Tâches à réaliser ->
a - Dans l'article sur les mégatraités de libre-échange, expliquez en une à trois phrases comment les États-Unis se sont facilité la tâche avec l'Accord de partenariat transpacifique.
b - Poursuivez l'article sur les mégatraités de libre-échange à partir de sa dernière phrase.

--- Article ---

Objectif : en finir avec l’État social. À bas la protection des droits sociaux, de l’environnement, de l’économie nationale et du bien commun ! Place à un protectionnisme à l’envers : ils faut protéger, appuyer et pistonner les intérêts privés !
Rappelons les quatre impératifs catégoriques du néolibre-échange : dérèglementation, privatisation, suppression des barrières tarifaires et non tarifaires, flexibilité des travailleuses et travailleurs appelés à plier toujours plus.
Globalitaire, le néolibre-échange englobe non seulement les marchandises, mais aussi et surtout les services, les investissements, les achats publics, l’agriculture et la surprotection des brevets des multinationales.
Ajoutons-y la trouvaille juridique du siècle : l’instauration d’un tribunal privé, supra-étatique, pour régler les litiges entre les investisseurs étrangers et les États. Il s’agit d’une sorte de cour suprême, au-dessus des tribunaux nationaux, devant laquelle les compagnies peuvent traîner les gouvernements pour « abus de règlementation » en matière de droits sociaux, d’environnement et de santé publique. Des « abus » qui leur feraient perdre des profits.
Enfin, un point commun à tous ces mégatraités : la cachoterie. Signe qu’ils ont quelque chose de gros à cacher.
1- L’Accord de partenariat transpacifique piloté par les États-Unis
Des quatre mégaprojets en question, l’Accord de partenariat transpacifique (APTP) apparaît aujourd’hui comme le plus avancé. Déjà paraphé et signé (1), il devrait passer sans problème l’étape de la ratification.
Les États-Unis, qui ont lancé et piloté ce projet du début à la fin des négociations, se sont facilité la tâche en sélectionnant, comme premiers signataires, un groupe de onze États dociles, gagnés d’avance à l’idéologie néolibre-échangiste : l’Australie, le Brunei, le Canada, le Chili, le Japon, la Malaisie, le Mexique, la Nouvelle-Zélande, le Pérou, Singapour et le Vietnam. Ce n’est qu’un début, car on espère qu’une fois l’Accord conclu, d’autres États viendront s’y joindre.

--- Extraits de données ---

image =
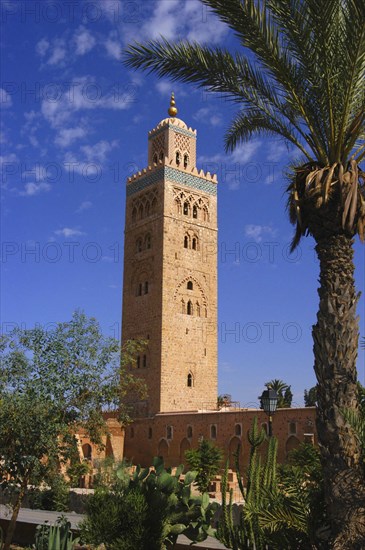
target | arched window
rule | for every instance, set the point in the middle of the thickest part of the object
(87, 451)
(292, 427)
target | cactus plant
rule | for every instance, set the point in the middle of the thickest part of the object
(166, 508)
(55, 537)
(261, 479)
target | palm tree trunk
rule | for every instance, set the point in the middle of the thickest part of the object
(14, 516)
(335, 350)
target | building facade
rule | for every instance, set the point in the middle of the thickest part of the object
(170, 300)
(170, 272)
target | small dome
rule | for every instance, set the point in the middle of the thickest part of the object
(172, 120)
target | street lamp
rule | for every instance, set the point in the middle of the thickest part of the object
(269, 401)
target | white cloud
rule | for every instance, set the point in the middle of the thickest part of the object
(258, 232)
(84, 40)
(31, 189)
(42, 47)
(234, 168)
(112, 9)
(78, 97)
(113, 48)
(99, 151)
(58, 54)
(245, 152)
(11, 158)
(206, 115)
(5, 98)
(277, 150)
(69, 232)
(85, 205)
(179, 19)
(66, 136)
(91, 158)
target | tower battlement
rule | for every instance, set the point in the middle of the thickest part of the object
(170, 271)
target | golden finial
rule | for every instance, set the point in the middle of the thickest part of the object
(172, 109)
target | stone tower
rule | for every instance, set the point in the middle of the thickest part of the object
(170, 272)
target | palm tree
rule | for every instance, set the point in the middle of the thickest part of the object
(300, 75)
(283, 390)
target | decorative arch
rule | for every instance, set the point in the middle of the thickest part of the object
(87, 451)
(234, 445)
(182, 286)
(163, 449)
(291, 443)
(178, 206)
(108, 447)
(184, 446)
(148, 241)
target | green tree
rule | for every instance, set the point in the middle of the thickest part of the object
(300, 75)
(52, 383)
(147, 510)
(310, 397)
(284, 392)
(206, 460)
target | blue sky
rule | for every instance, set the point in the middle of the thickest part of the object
(74, 126)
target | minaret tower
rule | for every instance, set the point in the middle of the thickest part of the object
(170, 272)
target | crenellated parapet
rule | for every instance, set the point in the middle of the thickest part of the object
(168, 170)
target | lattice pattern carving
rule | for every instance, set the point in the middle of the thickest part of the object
(144, 206)
(191, 205)
(158, 145)
(182, 143)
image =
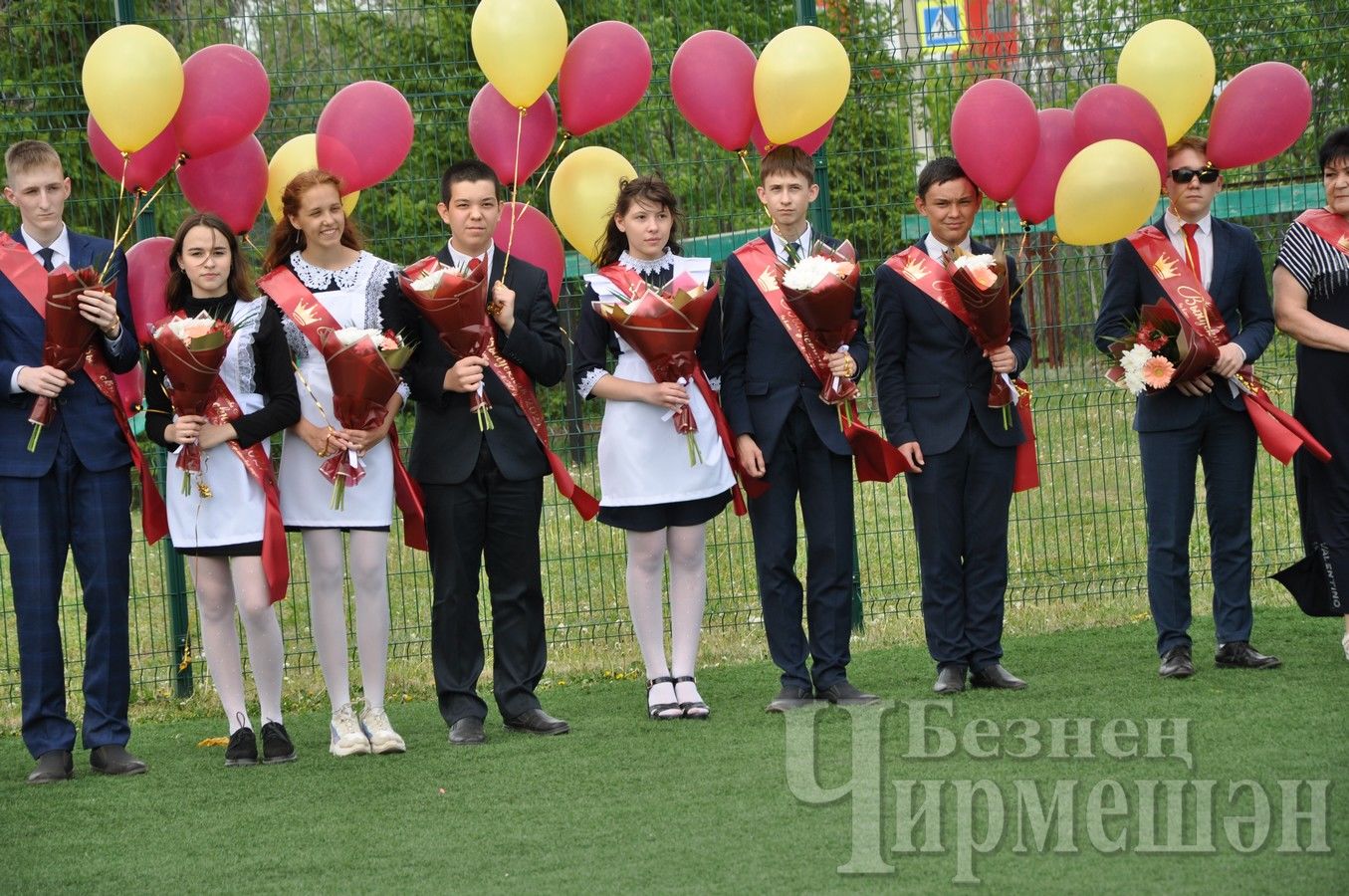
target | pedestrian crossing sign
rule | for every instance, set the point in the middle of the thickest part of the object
(942, 25)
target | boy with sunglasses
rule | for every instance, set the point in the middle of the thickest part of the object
(1215, 268)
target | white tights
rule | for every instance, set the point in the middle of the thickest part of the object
(328, 608)
(646, 553)
(221, 584)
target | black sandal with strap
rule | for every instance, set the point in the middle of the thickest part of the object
(692, 705)
(656, 709)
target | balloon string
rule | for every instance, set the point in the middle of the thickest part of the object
(548, 167)
(116, 224)
(1034, 270)
(514, 188)
(140, 208)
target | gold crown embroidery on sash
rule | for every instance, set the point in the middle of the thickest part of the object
(305, 314)
(914, 270)
(1165, 268)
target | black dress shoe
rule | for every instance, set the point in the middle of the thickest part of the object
(789, 698)
(842, 691)
(537, 722)
(53, 766)
(467, 732)
(1177, 664)
(114, 759)
(995, 676)
(276, 744)
(1239, 655)
(242, 749)
(950, 679)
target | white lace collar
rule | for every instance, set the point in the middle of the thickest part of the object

---

Exercices corrigés ->
a - Les États-Unis ont choisi comme premiers signataires onze États dociles, gagnés d'avance à l'idéologie néolibre-échangiste : l'Australie, le Brunei, le Canada, le Chili, le Japon, la Malaisie, le Mexique, la Nouvelle-Zélande, le Pérou, Singapour et le Vietnam.

b -
Dès son accession au pouvoir, en 2009, le président Obama a fait de cet Accord le pivot de l’influence des États-Unis en Asie et dans tout le Bassin du Pacifique. Ainsi donc, en plus de ses visées néolibérales, l’APTP poursuit un double objectif : 1) assurer l’hégémonie de l’économie états-unienne dans cette vaste zone qui représente 56% du PIB mondial, 50% du commerce international et bientôt les deux tiers de la population mondiale ; 2) contrer la montée en puissance de la Chine qui, de son côté, travaille à la création de projets rivaux, comme le Regional Comprehensive Economic Partnership – le Partenariat économique régional global – qui regroupe 15 pays, dont des poids lourds comme l’Inde et la Corée du Sud.
Pour avoir les coudées franches dans la réalisation de ce grand dessein, Obama a fait voter par le Sénat, avec l’aide des Républicains, la loi du Fast Track, qui lui a permis de négocier et de signer l’Accord sans l’intromission du Congrès. Celui-ci n’interviendra que pour le ratifier ; il ne pourra le modifier, mais seulement l’accepter ou le rejeter en bloc. On peut parier que les lobbies d’affaires feront le nécessaire pour que le Congrès s’incline, le moment venu.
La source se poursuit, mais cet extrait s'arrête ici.